— THE PROBLEM —
Would you return the data exactly as given, except for its pictures?

◇ ◇ ◇ ◇ ◇

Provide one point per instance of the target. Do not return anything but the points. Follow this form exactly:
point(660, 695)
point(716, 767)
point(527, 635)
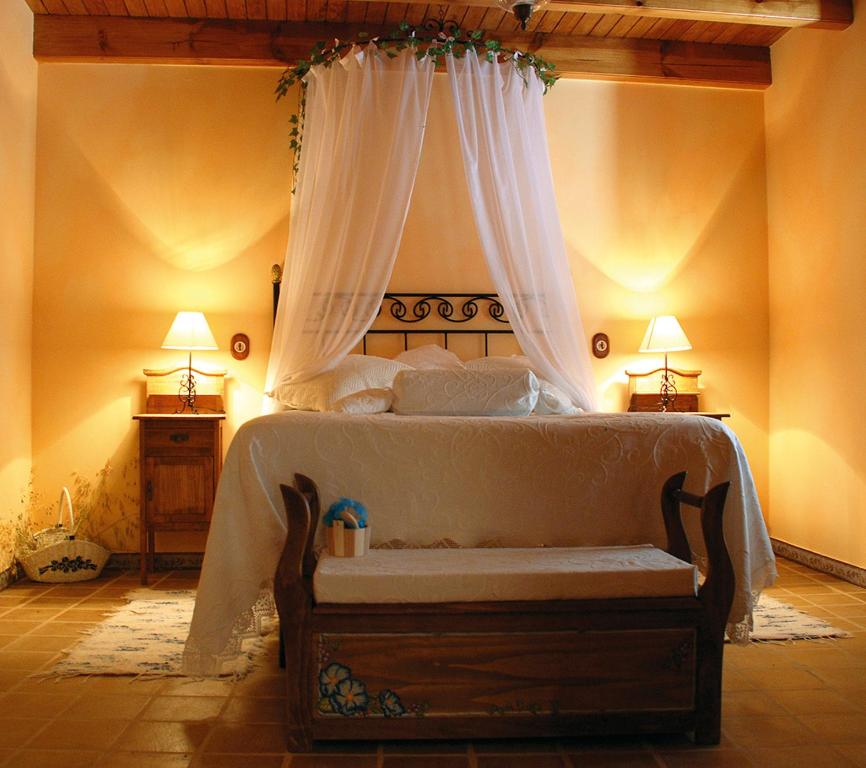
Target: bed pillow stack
point(551, 399)
point(430, 357)
point(461, 392)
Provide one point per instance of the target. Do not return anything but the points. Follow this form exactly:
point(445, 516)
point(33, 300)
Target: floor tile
point(613, 759)
point(254, 710)
point(856, 753)
point(16, 732)
point(44, 758)
point(723, 758)
point(344, 761)
point(90, 706)
point(185, 687)
point(211, 760)
point(183, 708)
point(42, 706)
point(162, 737)
point(838, 728)
point(423, 761)
point(145, 760)
point(775, 731)
point(68, 734)
point(245, 738)
point(792, 704)
point(800, 757)
point(439, 747)
point(524, 761)
point(822, 702)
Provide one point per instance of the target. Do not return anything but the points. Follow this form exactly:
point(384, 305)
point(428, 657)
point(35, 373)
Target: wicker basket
point(58, 557)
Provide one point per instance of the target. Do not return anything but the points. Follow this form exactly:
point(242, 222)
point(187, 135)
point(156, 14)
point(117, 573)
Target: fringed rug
point(144, 638)
point(775, 620)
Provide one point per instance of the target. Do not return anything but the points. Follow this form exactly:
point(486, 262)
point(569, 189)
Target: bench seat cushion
point(473, 575)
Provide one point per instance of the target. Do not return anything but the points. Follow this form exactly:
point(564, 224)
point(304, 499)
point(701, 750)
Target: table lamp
point(665, 334)
point(189, 332)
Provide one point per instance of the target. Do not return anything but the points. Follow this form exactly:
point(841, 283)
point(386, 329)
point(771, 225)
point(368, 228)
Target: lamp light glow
point(189, 332)
point(665, 334)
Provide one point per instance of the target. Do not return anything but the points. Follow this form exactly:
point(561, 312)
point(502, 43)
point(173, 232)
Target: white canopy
point(363, 134)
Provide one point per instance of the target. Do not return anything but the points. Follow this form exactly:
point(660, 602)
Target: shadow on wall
point(662, 198)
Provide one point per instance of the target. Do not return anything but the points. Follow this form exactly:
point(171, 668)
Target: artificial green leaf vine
point(433, 46)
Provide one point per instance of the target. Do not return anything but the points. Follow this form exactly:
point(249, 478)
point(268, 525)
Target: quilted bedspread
point(586, 480)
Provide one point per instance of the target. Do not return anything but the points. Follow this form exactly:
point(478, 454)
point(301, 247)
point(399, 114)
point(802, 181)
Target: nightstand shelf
point(181, 458)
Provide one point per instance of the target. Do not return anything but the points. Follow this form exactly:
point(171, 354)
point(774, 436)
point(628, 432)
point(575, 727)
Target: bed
point(551, 480)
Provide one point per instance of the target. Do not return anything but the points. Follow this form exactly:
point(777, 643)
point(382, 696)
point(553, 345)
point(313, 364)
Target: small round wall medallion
point(240, 346)
point(600, 345)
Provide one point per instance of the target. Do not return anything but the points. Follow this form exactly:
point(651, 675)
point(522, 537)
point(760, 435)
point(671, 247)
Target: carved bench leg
point(294, 598)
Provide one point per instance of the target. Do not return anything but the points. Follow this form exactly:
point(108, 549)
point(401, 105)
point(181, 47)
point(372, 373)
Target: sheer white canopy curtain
point(500, 121)
point(363, 132)
point(364, 126)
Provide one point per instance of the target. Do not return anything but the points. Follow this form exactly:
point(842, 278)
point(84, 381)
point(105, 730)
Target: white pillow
point(459, 392)
point(365, 401)
point(429, 357)
point(354, 374)
point(551, 399)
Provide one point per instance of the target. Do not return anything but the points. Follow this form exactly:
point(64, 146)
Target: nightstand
point(180, 457)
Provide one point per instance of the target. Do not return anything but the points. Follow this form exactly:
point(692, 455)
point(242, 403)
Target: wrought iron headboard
point(453, 309)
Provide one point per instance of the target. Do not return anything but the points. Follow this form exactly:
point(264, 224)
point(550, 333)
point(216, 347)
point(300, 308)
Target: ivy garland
point(434, 47)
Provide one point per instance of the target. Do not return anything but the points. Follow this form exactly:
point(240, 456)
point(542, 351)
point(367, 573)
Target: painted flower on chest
point(391, 704)
point(331, 677)
point(351, 697)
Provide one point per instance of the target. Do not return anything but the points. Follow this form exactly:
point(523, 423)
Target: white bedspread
point(589, 480)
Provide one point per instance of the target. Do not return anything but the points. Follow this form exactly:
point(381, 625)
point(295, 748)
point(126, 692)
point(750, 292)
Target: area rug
point(775, 620)
point(144, 638)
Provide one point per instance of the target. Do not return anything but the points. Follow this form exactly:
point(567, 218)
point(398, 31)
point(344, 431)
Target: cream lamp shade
point(189, 331)
point(665, 334)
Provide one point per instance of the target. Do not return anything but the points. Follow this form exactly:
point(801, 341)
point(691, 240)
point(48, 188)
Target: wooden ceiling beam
point(263, 43)
point(825, 14)
point(821, 14)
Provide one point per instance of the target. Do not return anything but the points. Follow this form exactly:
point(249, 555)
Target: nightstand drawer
point(163, 438)
point(180, 459)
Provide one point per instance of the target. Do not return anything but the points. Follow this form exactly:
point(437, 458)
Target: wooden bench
point(528, 668)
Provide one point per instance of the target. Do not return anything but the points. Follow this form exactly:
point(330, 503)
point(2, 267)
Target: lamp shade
point(664, 334)
point(189, 331)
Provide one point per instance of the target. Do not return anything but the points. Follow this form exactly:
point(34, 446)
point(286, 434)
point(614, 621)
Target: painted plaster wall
point(661, 193)
point(165, 188)
point(18, 80)
point(816, 181)
point(159, 189)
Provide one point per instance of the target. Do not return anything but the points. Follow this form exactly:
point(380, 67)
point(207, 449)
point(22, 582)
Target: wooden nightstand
point(181, 457)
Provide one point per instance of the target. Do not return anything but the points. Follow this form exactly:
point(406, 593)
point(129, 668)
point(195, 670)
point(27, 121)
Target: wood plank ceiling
point(703, 42)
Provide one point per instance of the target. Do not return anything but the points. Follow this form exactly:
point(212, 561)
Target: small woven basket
point(58, 557)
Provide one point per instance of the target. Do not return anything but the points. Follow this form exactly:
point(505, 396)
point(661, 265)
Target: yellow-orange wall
point(816, 182)
point(162, 188)
point(661, 194)
point(158, 189)
point(17, 157)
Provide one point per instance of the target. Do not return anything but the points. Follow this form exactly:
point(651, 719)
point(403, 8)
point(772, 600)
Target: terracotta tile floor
point(795, 704)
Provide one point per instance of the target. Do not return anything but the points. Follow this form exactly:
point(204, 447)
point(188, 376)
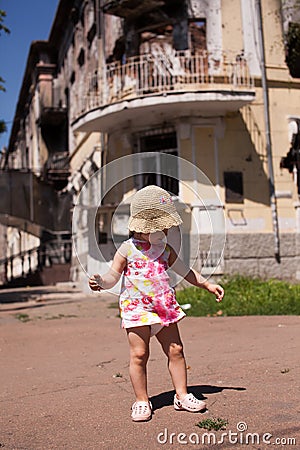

◇ ◇ ◇ ◇ ◇

— ANSWER —
Provide one point per instance of the target. Do not return anything but the points. Follow this form exactly:
point(660, 695)
point(716, 767)
point(527, 635)
Target: bed pillow stack
point(551, 399)
point(430, 357)
point(461, 392)
Provide one point per instance of the target. Do not return anything but the points. Follow this form exactly:
point(445, 516)
point(33, 300)
Target: floor tile
point(613, 759)
point(254, 710)
point(856, 753)
point(16, 732)
point(44, 758)
point(723, 758)
point(344, 761)
point(90, 706)
point(185, 687)
point(211, 760)
point(183, 708)
point(42, 706)
point(162, 737)
point(838, 728)
point(423, 761)
point(145, 760)
point(775, 731)
point(68, 734)
point(245, 738)
point(792, 704)
point(800, 757)
point(439, 747)
point(524, 761)
point(822, 702)
Provide one point per instance of the target. Do not return anything but the points. Follow this form exactly:
point(384, 305)
point(428, 657)
point(35, 373)
Target: wicker basket
point(58, 557)
Provide one point per instance of the target. Do not return anything but the points. Follow this form exactly:
point(242, 222)
point(187, 135)
point(156, 14)
point(117, 573)
Target: fringed rug
point(144, 638)
point(775, 620)
Provide one point per instance of the target. Do not return anything but the points. Follow this form exactly:
point(486, 262)
point(569, 189)
Target: bench seat cushion
point(473, 575)
Provide one point per instance of the target. Do not return anything but the points. Follow this form exactly:
point(564, 224)
point(304, 499)
point(701, 750)
Target: table lamp
point(665, 334)
point(189, 332)
Provide one point per instance of the target. Do not return anything but the points. Follow this form exactly:
point(841, 283)
point(386, 329)
point(771, 225)
point(368, 228)
Target: lamp light glow
point(189, 332)
point(665, 334)
Provide one point per instance of the target. Do not return anything but the points. Follow this form exactly:
point(561, 312)
point(502, 43)
point(173, 232)
Target: white canopy
point(363, 134)
Provide one point per instance of the target. Do not return anything but the points. Follow this form exactly:
point(660, 602)
Target: shadow on wall
point(662, 198)
Provide one point per instance of the target. Do not return anything but the points. Follow this form exactly:
point(171, 668)
Target: artificial green leaf vine
point(433, 46)
Provide one point per instance of the target. Do not return anything but the points. Follow this form exactly:
point(249, 478)
point(268, 525)
Target: quilted bedspread
point(586, 480)
Provide one point per instance of the target. Do not return anything but the points. Follow this form exactly:
point(478, 454)
point(301, 247)
point(399, 114)
point(802, 181)
Target: nightstand shelf
point(181, 458)
Provide one point per instance of the target. Do not return anything but the points. Follow this form exactly:
point(171, 354)
point(774, 436)
point(628, 432)
point(575, 727)
Target: bed
point(551, 480)
Provide one point per instance of the target. Do not return anything but the points. Follow this form exactly:
point(777, 643)
point(382, 696)
point(553, 345)
point(313, 364)
Target: small round wall medallion
point(240, 346)
point(600, 345)
Provide one point per instance of the target. Do not return anything but the points. Follow this form exactly:
point(651, 675)
point(522, 537)
point(760, 435)
point(671, 247)
Target: carved bench leg
point(294, 598)
Provide one point per instance of the target. Do not return anything but the points. Follow this form exactly:
point(108, 549)
point(401, 105)
point(181, 47)
point(372, 373)
Target: sheer white canopy curtain
point(500, 121)
point(363, 132)
point(364, 126)
Provide one point per instance of the target. Do not return anything but the points. Follow this form exactly:
point(842, 278)
point(84, 381)
point(105, 730)
Target: white pillow
point(459, 392)
point(365, 401)
point(429, 357)
point(354, 374)
point(551, 399)
Provide one point per instance of the target. Do not return anything but the points. Follow this form exactly:
point(64, 146)
Target: nightstand
point(180, 457)
Provide one point per instance of the target. Do not return anything but the points. Follow this form exactly:
point(692, 455)
point(242, 403)
Target: wrought iron headboard
point(453, 309)
Provide one point per instance of the target. Do not return anything but the points. Follow this form exactly:
point(264, 224)
point(550, 333)
point(216, 347)
point(300, 308)
Target: ivy garland
point(434, 47)
Provide one point per instance of the target. Do not return anything but the points. Follow this form exactly:
point(240, 456)
point(542, 351)
point(367, 573)
Target: painted flower on chest
point(391, 704)
point(331, 677)
point(351, 697)
Provide one point per instance of the target. Do not return anything but the points. Follow this form exactly:
point(523, 423)
Target: white bedspread
point(589, 480)
Provide one point per instance of the target. Do not return anything but the points. Follow this form exactly:
point(381, 625)
point(295, 748)
point(126, 692)
point(750, 292)
Target: area rug
point(775, 620)
point(144, 638)
Provide one point per instance of the target. Do not return anything but the points. Follow this form exactly:
point(567, 218)
point(398, 31)
point(344, 431)
Target: cream lamp shade
point(189, 331)
point(665, 334)
Provide one point per instance of the target. Do not return anything but the points. Follow this form exactly:
point(801, 341)
point(691, 240)
point(48, 188)
Target: wooden ceiling beam
point(263, 43)
point(825, 14)
point(821, 14)
Provide one point per instance of the target. Do not return anything but the points. Follow this form exactly:
point(249, 555)
Target: nightstand drawer
point(163, 438)
point(180, 459)
Provide one point per instance of the target. Do not return anything but the points. Follow this form exactly:
point(437, 458)
Target: wooden bench
point(528, 668)
Provide one point per instance of the target. Do not return anything but the points. Follow this form exactly:
point(330, 503)
point(2, 267)
Target: lamp shade
point(664, 334)
point(189, 331)
Provide one point per instance of the target. Do not return anything but the points. Follow this form exactly:
point(34, 446)
point(286, 434)
point(614, 621)
Target: painted plaster wall
point(661, 193)
point(165, 188)
point(18, 80)
point(816, 181)
point(159, 189)
Provide one point per instance of the target. Do not return anything but the points. Follow this form exactly:
point(380, 67)
point(207, 449)
point(22, 582)
Target: wooden nightstand
point(181, 457)
Provide one point per instance of the target. Do not return anything but the points. Follow this form exactly:
point(406, 593)
point(129, 668)
point(195, 670)
point(27, 121)
Target: wood plank ceiling
point(703, 42)
Provide one point per instance of the target. Do not return anything but the points. Follow this form exactly:
point(212, 561)
Target: small woven basket
point(58, 557)
Provide one point per instance of the target. Do not return anything but the points. Follow this form exactly:
point(505, 396)
point(661, 265)
Target: yellow-orange wall
point(816, 182)
point(162, 188)
point(661, 194)
point(158, 189)
point(17, 157)
Provide one point per instance of the target. Do not return anything but the points. Follow this form exactly:
point(651, 719)
point(403, 8)
point(772, 600)
Target: terracotta tile floor
point(795, 704)
Provide one point per instance of the target. Do not return anything but the points. Follow this form exactly:
point(204, 447)
point(188, 376)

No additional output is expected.